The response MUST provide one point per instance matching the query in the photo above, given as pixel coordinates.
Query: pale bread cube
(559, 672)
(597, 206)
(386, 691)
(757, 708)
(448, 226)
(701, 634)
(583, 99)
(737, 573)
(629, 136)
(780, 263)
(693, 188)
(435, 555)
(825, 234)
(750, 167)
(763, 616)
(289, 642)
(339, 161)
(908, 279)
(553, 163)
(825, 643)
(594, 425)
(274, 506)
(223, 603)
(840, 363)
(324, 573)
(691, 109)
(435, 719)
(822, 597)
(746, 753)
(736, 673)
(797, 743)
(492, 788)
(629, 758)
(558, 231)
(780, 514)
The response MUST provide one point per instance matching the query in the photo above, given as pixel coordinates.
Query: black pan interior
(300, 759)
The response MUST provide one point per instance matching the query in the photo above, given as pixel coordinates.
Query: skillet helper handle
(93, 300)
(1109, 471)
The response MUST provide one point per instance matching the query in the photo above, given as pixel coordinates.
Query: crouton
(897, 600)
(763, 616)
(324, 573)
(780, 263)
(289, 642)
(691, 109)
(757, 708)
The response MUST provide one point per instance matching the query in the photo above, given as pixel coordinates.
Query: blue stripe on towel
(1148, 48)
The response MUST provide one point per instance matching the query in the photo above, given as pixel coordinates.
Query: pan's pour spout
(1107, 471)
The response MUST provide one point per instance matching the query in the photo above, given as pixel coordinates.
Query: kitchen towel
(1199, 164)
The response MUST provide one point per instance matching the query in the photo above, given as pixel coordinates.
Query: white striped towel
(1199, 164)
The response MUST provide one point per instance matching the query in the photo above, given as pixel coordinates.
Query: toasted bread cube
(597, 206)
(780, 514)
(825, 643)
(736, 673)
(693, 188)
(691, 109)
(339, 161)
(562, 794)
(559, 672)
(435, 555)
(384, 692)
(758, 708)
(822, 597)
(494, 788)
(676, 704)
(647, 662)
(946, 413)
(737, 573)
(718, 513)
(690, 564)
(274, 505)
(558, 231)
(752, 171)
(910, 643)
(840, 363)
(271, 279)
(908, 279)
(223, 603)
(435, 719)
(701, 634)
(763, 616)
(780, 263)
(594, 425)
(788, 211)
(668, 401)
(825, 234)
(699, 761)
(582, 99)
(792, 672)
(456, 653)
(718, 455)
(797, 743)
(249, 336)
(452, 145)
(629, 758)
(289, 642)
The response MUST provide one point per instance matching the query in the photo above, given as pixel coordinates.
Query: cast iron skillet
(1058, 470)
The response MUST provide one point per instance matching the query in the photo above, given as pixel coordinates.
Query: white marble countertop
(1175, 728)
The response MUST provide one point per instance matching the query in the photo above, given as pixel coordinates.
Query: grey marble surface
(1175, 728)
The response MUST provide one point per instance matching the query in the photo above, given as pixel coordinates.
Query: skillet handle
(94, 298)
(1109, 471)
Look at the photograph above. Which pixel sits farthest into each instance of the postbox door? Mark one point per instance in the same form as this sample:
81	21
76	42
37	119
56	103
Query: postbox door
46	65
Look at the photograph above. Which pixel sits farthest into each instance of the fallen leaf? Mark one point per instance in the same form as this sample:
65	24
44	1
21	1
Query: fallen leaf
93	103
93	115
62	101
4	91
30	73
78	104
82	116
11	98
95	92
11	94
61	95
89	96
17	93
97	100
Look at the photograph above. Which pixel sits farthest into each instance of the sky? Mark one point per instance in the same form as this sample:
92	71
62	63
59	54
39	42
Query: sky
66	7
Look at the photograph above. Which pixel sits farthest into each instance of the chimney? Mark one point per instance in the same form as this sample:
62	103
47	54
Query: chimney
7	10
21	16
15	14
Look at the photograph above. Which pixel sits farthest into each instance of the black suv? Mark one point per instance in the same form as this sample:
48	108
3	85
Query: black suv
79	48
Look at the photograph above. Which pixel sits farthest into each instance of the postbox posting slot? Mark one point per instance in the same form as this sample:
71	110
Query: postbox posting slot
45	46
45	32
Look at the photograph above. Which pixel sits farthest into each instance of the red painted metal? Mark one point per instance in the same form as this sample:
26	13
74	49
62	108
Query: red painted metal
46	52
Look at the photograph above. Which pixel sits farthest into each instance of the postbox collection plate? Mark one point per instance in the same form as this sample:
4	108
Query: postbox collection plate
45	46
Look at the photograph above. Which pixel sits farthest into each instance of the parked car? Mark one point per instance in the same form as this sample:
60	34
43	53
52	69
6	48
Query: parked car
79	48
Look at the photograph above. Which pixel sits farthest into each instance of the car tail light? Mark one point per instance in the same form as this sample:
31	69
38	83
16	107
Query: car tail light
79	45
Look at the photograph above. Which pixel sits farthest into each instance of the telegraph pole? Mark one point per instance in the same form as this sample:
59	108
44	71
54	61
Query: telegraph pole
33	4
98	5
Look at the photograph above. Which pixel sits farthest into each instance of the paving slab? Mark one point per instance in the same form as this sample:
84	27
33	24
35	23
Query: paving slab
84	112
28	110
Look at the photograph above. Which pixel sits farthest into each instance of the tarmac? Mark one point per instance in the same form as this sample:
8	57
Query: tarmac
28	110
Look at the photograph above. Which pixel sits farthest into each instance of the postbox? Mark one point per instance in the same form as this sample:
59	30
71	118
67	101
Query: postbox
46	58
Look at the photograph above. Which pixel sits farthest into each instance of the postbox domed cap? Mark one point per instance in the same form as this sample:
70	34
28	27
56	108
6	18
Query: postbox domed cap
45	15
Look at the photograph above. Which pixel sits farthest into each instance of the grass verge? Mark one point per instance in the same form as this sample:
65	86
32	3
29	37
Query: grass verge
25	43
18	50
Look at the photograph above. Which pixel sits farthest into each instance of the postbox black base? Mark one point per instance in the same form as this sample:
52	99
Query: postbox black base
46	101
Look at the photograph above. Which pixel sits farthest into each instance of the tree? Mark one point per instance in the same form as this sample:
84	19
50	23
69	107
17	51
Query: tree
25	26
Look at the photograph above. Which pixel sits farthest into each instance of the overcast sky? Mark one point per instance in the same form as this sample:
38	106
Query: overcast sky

☆ ☆ ☆

Task goal → Each record above should be repeated exactly as it appears.

Written answer →
The response MUST provide one point per instance matching the query in the photo above, given as pixel coordinates.
Query: pale bread cube
(559, 672)
(597, 206)
(386, 691)
(757, 708)
(448, 226)
(701, 634)
(583, 99)
(737, 573)
(629, 136)
(780, 263)
(693, 188)
(435, 555)
(825, 234)
(750, 167)
(763, 616)
(289, 642)
(339, 161)
(908, 279)
(553, 163)
(825, 643)
(594, 425)
(274, 506)
(223, 603)
(840, 363)
(324, 573)
(691, 109)
(435, 719)
(822, 597)
(746, 753)
(736, 673)
(797, 743)
(492, 788)
(629, 758)
(558, 231)
(780, 514)
The response MUST provide one point per instance matching the query in the photo above, given as pixel coordinates.
Query: black pan interior
(300, 759)
The response MUST provide one point per instance matching the query in the photo above, given as pixel coordinates.
Query: skillet helper handle
(93, 300)
(1109, 471)
The response MUST provide one point per instance matching the query in the photo above, given as pixel coordinates.
Query: crouton
(897, 600)
(763, 616)
(324, 573)
(780, 263)
(289, 642)
(691, 109)
(757, 708)
The response MUST provide one point per instance matching the query in the photo above, given as pixel coordinates.
Query: blue stripe on towel
(1148, 48)
The response MUST provide one point per instance matching the query in the photo above, given as pixel coordinates.
Query: pan's pour spout
(1107, 471)
The response MUST provide one point per instance matching the query in the photo above, given as pixel coordinates.
Query: kitchen towel
(1199, 164)
The response MUST provide one point per instance matching the query in the photo above, given as pixel coordinates.
Query: white striped towel
(1199, 164)
The response MUST provide one point per instance matching the query in the photo above, given as pixel coordinates.
Query: toasted bread cube
(597, 206)
(780, 514)
(825, 643)
(736, 673)
(693, 188)
(691, 109)
(339, 161)
(562, 794)
(559, 672)
(435, 555)
(384, 692)
(758, 708)
(822, 597)
(494, 788)
(676, 704)
(647, 662)
(946, 413)
(737, 573)
(718, 513)
(690, 564)
(274, 505)
(558, 231)
(752, 171)
(910, 643)
(840, 363)
(271, 279)
(908, 279)
(223, 603)
(435, 719)
(701, 634)
(763, 616)
(780, 263)
(594, 425)
(788, 211)
(668, 401)
(825, 234)
(699, 761)
(582, 99)
(792, 672)
(456, 653)
(718, 455)
(797, 743)
(249, 336)
(452, 145)
(629, 758)
(289, 642)
The response MUST provide one point per instance matching the query in the photo above, given as pixel coordinates.
Query: cast iron skillet
(1058, 470)
The response MUST provide one point per instance matching the query in the photo above, given as pixel coordinates.
Query: white marble countertop
(1175, 728)
The response MUST provide one point per instance matching the query in the photo above, given as pixel coordinates.
Query: grey marble surface
(1175, 728)
The response MUST provide one point per instance matching the query in the photo above, given as pixel coordinates.
Query: skillet handle
(94, 298)
(1109, 471)
Look at the photograph above. Which pixel sits farthest into each instance of the postbox door? Mark one point per instance in the same form as this sample:
81	21
76	42
37	119
56	103
Query: postbox door
46	65
Look at the photograph above. Which pixel sits farthest into each instance of the fallen leaf? Mark one point per instance in the same form as this sample:
65	24
44	1
21	1
Query: fallen leaf
93	103
93	115
62	101
4	91
30	73
78	104
82	116
11	98
95	92
11	94
61	95
89	96
17	93
97	100
Look at the photograph above. Which pixel sits farthest into each instance of the sky? Mark one point per instance in the same form as this sample:
92	71
62	63
59	54
39	42
Query: sky
66	7
Look at the photograph above. Which pixel sits farthest into each instance of the chimney? Mark one point per instance in the same form as this sample:
62	103
47	54
Query: chimney
7	10
21	16
15	14
Look at the photograph above. Which pixel sits farthest into each instance of the black suv? Mark one point per instance in the same form as this sample:
48	108
3	85
Query: black suv
79	48
Look at the photograph above. Which pixel sits farthest into each instance of the postbox posting slot? Mark one point per instance in the same form as this sample:
71	110
Query: postbox posting slot
45	46
45	32
Look at the photograph above. Which pixel sits farthest into each instance of the red painted metal? Mark one point per instance in the same form as this sample:
26	13
74	49
62	108
Query: red painted metal
46	52
Look at the photograph above. Which pixel sits farthest into each instance of the postbox collection plate? Mark one point per instance in the same form as this sample:
4	108
Query: postbox collection plate
45	46
Look at the photograph above. Which pixel sits farthest into each instance of the parked car? Mark one point per instance in the same form as this sample:
60	34
43	53
52	69
6	48
Query: parked car
79	48
Look at the photograph above. Which pixel sits farthest into each instance of the car tail light? Mark one point per instance in the same form as this sample:
31	69
38	83
16	107
Query: car tail light
79	45
Look at the photograph above. Which pixel sits farthest into each instance of the telegraph pole? Mark one point per instance in the same form as this sample:
59	108
44	71
54	61
Query: telegraph pole
33	4
98	5
Look at the photograph above. Which pixel sits farthest into each instance of the paving slab? Mark one point per instance in the same form as this sample:
84	27
33	24
35	23
Query: paving slab
84	112
28	110
Look at the photograph above. Which pixel sits farthest into each instance of the tarmac? Mark one point per instance in the same form as this sample:
8	57
Query: tarmac
28	110
Look at the photograph above. Which pixel sits farthest into each instance of the postbox? Mark one point per instance in the same form as this sample:
59	30
71	118
67	101
Query: postbox
46	58
Look at the photograph above. Which pixel sits farthest into each instance of the postbox domed cap? Mark one point per instance in the same form as this sample:
70	34
28	27
56	108
6	18
Query: postbox domed cap
45	15
Look at the photograph above. Which pixel sits farthest into each instance of the grass verge? Mark one point per instance in the same form as this sample:
65	86
32	3
29	37
Query: grass verge
25	43
18	50
Look at the photograph above. Which pixel sits farthest into each instance of the postbox black base? Mark one point per instance in the same form as this sample:
52	99
Query: postbox black base
46	101
Look at the photograph above. Which pixel sits farthest into each instance of the tree? Mark one point per instance in the same form as this sample:
84	19
50	23
69	107
17	51
Query: tree
25	26
Look at the photograph above. Which pixel sits farthest into each instance of the overcast sky? Mark one point per instance in the same form as this sample:
38	106
Query: overcast sky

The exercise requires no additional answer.